- **About this exercise**
Reproduce the stretch of the passage on Tokyo's power shortage from "Earth Hour - a" through "off their hinge.", word for word.

- **Excerpt to read**
Earth Hour - a token gesture at best - doesn't mean much in a country rolled over by blackouts. Having lost 20% of its capacity, TEPCO is running dangerously near its maximum output and has asked for the public to curtail its electricity consumption. For their part, the Japanese have dutifully & promptly complied: tights belts are the new black. This new trend of collective restraint is the upside of that hive-mind passivity that recently emptied supermarket shelves and often drives type-A expats off their hinge.
I personally suspect the electricity deficit could be addressed merely by shutting down all the damned pachinko parlours. But otherwise, the obvious first sacrifice is Tokyo's famous forest of neon signs. A week ago, my band drove the width of the city coming back from a gig, and from the Edo river through to Shinjuku, Tokyo was a literal shadow of its former self. Friday nights are usually a parade of packed taxis jamming streets lined with sloppy drunks under a technicolour canopy; instead, we sped through a chaioscuro landscape haunted by the odd straggler searching for cabs that were all idling outside dimmed train stations. The hostile loneliness reminded me of the grim, grimy New York immortalized in After Hours or Night On Earth.
(Lest I be accused of bathos, let me refine the above description: Tokyo now looks less like Blade Runner on MDMA and more like... well, just any other city on the planet.)
Having shaken off the initial shock, we're starting to understand the medium- and long-term consequences of the disaster: the global consumer economy has been gut-punched by the disruption of Japanese manufacturing, and imports & exports will be unsteady until the Daiichi plant is solidly entombed in cement. Both of the above have direct consequences for those of us in Japan physically unscathed by the catastrophe: no beer and no new iPhone! The horror... the horror...

- **Material provided**
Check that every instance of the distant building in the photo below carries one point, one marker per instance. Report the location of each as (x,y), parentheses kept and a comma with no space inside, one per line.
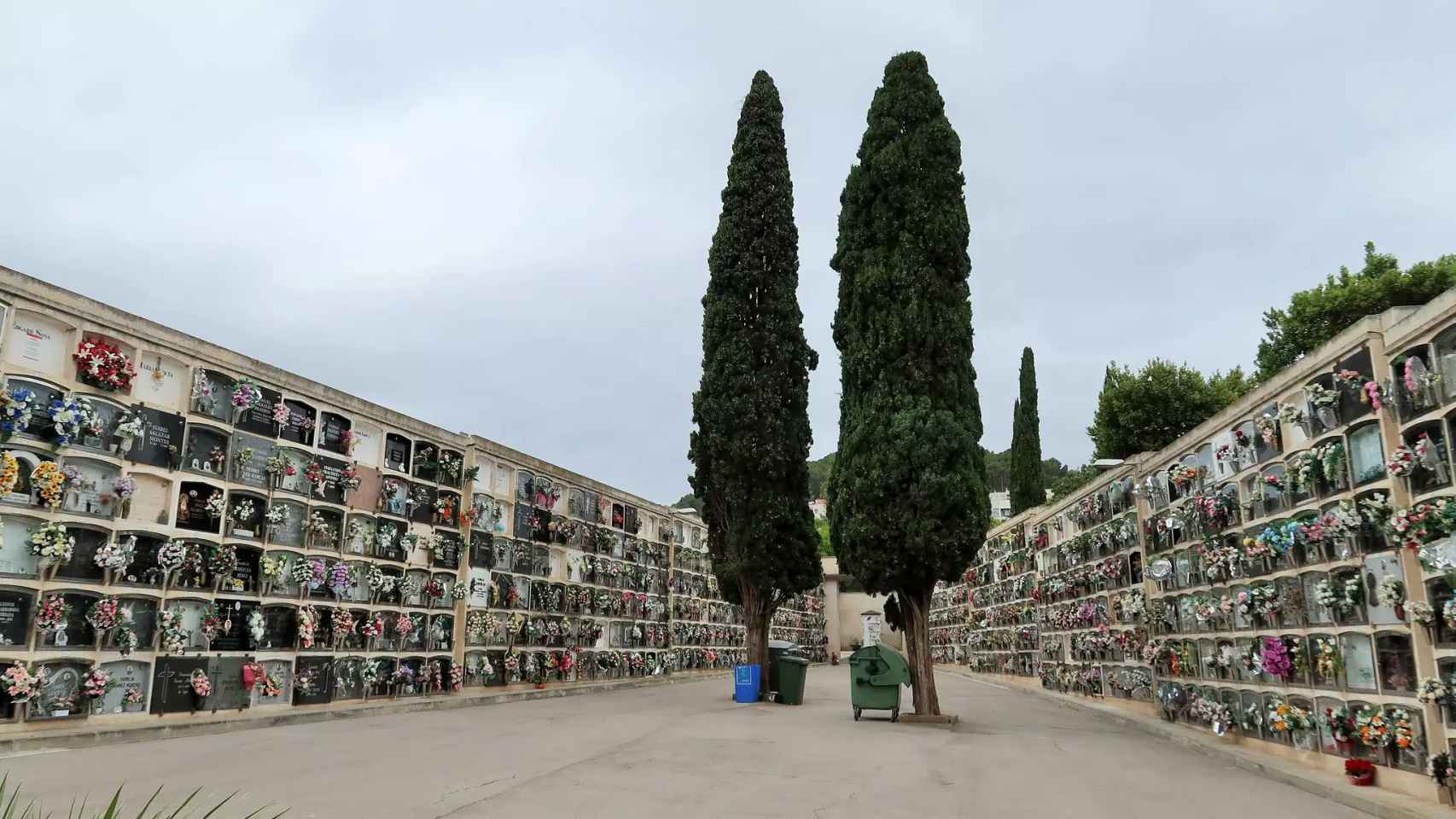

- **Response to this task**
Earth Hour - a token gesture at best - doesn't mean much in a country rolled over by blackouts. Having lost 20% of its capacity, TEPCO is running dangerously near its maximum output and has asked for the public to curtail its electricity consumption. For their part, the Japanese have dutifully & promptly complied: tights belts are the new black. This new trend of collective restraint is the upside of that hive-mind passivity that recently emptied supermarket shelves and often drives type-A expats off their hinge.